[Data records]

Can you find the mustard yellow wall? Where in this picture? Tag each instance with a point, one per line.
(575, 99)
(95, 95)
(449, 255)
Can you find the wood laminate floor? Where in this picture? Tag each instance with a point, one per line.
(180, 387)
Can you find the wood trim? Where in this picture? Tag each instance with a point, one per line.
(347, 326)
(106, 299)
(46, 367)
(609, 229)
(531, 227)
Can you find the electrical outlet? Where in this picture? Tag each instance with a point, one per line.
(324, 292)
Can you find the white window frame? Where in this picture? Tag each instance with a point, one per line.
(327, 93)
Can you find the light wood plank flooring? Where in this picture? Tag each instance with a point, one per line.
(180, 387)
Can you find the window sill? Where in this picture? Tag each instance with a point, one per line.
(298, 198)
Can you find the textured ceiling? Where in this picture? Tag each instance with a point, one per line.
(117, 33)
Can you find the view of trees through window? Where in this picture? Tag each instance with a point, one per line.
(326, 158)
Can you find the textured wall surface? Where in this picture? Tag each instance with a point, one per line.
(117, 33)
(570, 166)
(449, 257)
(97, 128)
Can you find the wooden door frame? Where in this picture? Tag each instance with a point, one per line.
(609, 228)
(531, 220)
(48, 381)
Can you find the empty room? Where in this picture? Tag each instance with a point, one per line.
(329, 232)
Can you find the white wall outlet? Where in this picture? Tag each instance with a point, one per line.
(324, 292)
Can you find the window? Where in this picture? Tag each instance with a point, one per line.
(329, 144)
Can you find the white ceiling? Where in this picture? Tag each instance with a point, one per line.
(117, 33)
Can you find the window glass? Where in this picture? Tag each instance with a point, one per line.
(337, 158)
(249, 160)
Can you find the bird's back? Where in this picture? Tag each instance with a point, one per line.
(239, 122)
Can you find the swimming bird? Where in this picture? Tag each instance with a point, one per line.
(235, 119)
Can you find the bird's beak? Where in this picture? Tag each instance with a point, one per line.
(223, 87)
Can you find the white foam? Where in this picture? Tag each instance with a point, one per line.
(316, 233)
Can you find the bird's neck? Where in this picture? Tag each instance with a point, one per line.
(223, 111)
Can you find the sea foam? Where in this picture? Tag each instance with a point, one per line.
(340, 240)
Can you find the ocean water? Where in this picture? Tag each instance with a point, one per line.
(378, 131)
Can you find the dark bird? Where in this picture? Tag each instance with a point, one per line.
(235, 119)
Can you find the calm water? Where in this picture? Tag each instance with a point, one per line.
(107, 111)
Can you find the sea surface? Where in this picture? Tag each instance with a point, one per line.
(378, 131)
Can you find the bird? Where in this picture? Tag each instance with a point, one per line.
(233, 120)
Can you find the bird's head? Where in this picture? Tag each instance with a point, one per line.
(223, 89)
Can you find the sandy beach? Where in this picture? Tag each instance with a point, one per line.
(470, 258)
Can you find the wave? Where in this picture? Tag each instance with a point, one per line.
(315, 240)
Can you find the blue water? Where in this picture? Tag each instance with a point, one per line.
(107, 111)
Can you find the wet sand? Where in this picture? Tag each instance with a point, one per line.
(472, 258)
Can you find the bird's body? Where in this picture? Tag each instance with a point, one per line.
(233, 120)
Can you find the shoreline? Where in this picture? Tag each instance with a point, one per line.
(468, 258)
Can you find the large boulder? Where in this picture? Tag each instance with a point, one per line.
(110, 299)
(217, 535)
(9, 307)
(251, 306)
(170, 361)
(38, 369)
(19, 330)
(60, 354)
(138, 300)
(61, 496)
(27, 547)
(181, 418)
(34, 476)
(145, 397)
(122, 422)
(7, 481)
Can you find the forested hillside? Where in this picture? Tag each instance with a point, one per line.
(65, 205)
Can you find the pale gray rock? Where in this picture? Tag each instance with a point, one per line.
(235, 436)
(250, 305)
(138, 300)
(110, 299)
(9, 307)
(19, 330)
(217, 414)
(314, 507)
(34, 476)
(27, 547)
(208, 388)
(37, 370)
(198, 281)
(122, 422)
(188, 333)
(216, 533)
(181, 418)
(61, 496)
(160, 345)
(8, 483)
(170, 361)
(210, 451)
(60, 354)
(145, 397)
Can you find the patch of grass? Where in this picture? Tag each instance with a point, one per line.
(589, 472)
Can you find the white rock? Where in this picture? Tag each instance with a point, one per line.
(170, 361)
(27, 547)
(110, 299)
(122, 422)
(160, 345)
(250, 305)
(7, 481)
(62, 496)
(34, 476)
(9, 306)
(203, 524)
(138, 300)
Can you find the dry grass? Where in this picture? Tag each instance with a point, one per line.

==

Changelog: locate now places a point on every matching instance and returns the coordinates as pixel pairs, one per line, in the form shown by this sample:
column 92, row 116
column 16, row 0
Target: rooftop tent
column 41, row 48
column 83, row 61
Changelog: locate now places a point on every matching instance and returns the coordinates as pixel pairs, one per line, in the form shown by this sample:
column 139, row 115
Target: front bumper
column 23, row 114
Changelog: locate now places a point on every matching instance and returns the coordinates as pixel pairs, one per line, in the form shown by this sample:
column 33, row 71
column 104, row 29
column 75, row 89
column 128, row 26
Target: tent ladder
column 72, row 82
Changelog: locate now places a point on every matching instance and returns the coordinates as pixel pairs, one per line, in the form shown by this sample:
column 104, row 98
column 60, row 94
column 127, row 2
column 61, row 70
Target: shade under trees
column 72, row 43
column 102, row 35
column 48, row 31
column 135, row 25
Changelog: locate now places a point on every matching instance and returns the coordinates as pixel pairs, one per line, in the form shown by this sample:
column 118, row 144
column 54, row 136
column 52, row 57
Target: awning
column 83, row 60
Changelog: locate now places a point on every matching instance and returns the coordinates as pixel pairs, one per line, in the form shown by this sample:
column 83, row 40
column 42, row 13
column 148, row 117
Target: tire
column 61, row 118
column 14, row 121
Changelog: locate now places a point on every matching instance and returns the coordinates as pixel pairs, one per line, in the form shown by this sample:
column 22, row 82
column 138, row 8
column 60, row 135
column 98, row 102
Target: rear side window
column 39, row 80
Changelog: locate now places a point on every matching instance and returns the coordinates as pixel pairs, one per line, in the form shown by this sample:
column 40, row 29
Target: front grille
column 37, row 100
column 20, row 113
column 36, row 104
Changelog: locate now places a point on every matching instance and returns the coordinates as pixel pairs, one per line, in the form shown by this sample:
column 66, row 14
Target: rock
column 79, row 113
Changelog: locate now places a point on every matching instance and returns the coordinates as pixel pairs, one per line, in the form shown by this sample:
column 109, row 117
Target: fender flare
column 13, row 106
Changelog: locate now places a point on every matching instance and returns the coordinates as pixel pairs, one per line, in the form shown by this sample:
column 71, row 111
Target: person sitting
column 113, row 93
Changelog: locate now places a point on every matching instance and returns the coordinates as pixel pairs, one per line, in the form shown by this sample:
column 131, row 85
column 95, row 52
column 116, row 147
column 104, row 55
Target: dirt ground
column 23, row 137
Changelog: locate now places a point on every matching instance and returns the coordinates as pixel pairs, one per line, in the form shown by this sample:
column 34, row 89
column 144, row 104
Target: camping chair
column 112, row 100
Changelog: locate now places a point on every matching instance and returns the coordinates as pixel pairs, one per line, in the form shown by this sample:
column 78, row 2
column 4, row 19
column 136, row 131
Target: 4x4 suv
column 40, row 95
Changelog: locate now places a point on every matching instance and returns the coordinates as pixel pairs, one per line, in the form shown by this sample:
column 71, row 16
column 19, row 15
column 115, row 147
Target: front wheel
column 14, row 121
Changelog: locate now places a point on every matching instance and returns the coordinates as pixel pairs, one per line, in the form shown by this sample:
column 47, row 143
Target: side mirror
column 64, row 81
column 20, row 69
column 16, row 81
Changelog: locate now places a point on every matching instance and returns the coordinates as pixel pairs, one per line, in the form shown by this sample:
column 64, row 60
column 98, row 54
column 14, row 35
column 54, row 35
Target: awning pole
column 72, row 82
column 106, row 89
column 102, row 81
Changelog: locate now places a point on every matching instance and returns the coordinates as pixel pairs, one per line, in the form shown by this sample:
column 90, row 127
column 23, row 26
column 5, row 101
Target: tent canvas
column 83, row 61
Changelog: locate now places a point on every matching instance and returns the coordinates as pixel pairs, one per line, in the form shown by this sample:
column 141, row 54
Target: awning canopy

--

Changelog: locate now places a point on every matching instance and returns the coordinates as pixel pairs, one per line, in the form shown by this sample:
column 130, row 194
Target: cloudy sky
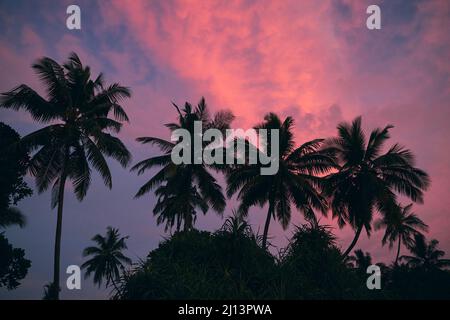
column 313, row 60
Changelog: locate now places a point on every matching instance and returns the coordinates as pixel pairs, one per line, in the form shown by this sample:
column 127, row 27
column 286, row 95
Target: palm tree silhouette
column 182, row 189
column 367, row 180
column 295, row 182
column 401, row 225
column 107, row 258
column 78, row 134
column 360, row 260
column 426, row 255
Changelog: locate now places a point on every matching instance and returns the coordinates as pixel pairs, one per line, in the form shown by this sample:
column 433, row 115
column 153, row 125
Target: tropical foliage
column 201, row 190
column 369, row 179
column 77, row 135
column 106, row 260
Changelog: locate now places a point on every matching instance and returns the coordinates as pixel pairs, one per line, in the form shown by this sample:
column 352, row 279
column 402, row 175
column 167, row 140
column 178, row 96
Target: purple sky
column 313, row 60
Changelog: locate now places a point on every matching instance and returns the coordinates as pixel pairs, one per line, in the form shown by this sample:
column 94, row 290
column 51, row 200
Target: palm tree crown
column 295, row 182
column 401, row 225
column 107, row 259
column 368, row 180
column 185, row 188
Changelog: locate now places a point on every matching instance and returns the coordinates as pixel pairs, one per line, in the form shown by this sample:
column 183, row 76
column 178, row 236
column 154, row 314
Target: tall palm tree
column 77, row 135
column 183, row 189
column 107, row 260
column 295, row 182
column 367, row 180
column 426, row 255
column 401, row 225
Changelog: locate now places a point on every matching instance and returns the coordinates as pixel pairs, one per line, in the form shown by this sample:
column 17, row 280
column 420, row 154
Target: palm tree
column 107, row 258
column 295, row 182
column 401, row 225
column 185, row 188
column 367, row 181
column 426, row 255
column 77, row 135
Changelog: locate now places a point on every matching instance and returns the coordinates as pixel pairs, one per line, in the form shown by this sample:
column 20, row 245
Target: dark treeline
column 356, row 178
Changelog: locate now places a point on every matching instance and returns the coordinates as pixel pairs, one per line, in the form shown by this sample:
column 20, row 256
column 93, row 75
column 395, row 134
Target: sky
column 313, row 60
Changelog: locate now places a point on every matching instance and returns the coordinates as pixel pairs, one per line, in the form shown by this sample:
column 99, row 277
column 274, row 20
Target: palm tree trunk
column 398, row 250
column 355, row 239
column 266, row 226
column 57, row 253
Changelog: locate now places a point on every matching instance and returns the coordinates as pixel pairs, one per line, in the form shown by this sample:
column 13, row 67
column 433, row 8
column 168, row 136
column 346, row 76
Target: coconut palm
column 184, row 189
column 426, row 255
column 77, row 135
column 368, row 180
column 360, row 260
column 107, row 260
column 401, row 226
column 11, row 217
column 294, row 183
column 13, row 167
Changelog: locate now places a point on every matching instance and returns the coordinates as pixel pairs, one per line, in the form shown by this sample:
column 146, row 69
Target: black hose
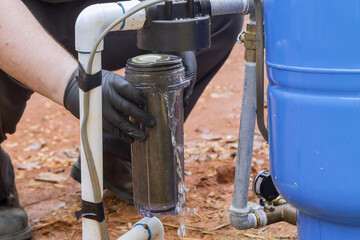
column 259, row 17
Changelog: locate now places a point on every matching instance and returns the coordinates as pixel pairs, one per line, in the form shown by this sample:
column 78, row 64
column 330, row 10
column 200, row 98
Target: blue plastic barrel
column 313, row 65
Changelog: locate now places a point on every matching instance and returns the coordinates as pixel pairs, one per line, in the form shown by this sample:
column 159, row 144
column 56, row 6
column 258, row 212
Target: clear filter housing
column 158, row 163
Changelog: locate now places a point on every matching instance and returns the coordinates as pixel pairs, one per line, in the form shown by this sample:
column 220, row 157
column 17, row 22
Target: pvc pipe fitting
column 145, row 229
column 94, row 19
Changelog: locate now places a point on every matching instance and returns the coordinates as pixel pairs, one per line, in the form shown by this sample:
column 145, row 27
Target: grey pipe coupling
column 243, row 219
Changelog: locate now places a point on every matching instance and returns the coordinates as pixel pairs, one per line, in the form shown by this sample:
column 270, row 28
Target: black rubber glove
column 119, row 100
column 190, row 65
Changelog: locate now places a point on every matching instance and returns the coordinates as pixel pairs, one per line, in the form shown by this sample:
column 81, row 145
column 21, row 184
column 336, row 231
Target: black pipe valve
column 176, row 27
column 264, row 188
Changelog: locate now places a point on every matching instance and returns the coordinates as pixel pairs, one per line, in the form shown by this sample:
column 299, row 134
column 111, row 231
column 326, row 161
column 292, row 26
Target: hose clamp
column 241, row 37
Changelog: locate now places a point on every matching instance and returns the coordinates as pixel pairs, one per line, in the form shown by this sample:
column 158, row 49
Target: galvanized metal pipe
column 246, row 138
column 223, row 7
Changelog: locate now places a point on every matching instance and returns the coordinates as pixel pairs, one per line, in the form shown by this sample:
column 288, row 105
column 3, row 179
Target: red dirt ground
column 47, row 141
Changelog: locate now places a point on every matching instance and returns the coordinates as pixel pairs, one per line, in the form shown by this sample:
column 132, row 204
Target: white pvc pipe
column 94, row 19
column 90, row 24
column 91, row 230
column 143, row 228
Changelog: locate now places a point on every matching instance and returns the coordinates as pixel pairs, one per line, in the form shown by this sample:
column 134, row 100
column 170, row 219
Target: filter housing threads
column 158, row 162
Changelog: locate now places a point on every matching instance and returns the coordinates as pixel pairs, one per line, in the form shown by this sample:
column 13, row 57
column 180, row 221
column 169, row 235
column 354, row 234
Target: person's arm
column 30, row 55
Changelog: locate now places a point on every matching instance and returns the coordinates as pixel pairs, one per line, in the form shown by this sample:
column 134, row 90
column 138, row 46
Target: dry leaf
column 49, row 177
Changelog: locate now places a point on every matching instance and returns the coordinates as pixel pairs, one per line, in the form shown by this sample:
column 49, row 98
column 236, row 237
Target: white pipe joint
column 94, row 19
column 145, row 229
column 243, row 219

## Work to complete
Would you print exactly, and only, the lines of the data above from the line with "column 21, row 184" through the line with "column 132, row 204", inclusive?

## Finished exercise
column 21, row 184
column 336, row 231
Target: black pipe valve
column 176, row 27
column 264, row 188
Changelog: locate now places a point on every matching instance and returns the coordinates as pixel pairs, one per line, in the form shown by this sample:
column 299, row 134
column 111, row 231
column 326, row 161
column 292, row 26
Target: hose clamp
column 241, row 37
Changelog: locate now places a point on every matching instance and returns the coordinates as pixel pairs, one per line, in the form shown by this sample:
column 158, row 49
Target: galvanized metal pipe
column 246, row 138
column 223, row 7
Changelog: locate now places a point on every matching instance and returns the coordinates as pixel pairs, one per line, in the form shown by this sample:
column 288, row 105
column 3, row 179
Target: red dirt ground
column 47, row 141
Changelog: locate now places a point on every matching instance and returns the coordinates as pixel pairs, one per line, in the form shown by this sample:
column 132, row 204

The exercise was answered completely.